Source information Start Marker

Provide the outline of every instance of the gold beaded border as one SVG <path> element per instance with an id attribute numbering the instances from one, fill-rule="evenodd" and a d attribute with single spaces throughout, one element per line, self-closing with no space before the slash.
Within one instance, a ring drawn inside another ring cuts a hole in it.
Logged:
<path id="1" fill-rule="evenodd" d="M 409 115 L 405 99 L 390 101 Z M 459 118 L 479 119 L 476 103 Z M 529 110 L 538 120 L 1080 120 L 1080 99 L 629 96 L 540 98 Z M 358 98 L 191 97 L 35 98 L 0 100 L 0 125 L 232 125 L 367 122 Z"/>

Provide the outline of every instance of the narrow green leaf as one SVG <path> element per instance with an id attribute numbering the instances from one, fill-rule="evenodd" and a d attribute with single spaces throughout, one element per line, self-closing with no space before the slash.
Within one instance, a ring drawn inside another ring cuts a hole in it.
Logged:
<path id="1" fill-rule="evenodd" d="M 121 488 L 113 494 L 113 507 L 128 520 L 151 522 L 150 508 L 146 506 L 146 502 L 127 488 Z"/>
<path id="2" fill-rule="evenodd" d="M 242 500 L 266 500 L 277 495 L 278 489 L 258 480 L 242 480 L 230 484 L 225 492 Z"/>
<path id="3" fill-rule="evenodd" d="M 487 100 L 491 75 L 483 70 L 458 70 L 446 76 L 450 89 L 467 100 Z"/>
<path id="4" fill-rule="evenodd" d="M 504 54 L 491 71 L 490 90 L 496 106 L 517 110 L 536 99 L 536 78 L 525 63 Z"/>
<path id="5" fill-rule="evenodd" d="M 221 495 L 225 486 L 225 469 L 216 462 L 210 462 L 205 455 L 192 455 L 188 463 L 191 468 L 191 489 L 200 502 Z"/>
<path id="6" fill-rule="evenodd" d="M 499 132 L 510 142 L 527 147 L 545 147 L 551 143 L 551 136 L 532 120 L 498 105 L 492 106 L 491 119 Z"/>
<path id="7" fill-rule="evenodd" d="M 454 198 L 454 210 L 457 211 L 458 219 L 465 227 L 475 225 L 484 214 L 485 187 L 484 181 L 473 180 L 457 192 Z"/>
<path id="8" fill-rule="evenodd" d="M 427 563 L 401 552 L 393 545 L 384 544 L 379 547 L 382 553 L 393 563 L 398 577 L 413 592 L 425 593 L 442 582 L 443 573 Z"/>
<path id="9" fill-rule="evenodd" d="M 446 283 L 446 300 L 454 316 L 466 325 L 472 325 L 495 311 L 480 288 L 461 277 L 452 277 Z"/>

Source information End Marker

## Exercise details
Spot the lines above that mention "from" and copy them.

## Your response
Provide the outline of every instance of the gold beaded border as one SVG <path> element per instance with an id attribute numbering the instances from one, fill-rule="evenodd" and a d attribute with single spaces throughout, one element per line, self-closing with no space before the slash.
Provide the outline of every instance of the narrow green leaf as one SVG <path> element per instance with an id attribute numbering the instances from one, fill-rule="evenodd" and a d attribute with single spaces throughout, one element per line, self-closing with no space before the slash.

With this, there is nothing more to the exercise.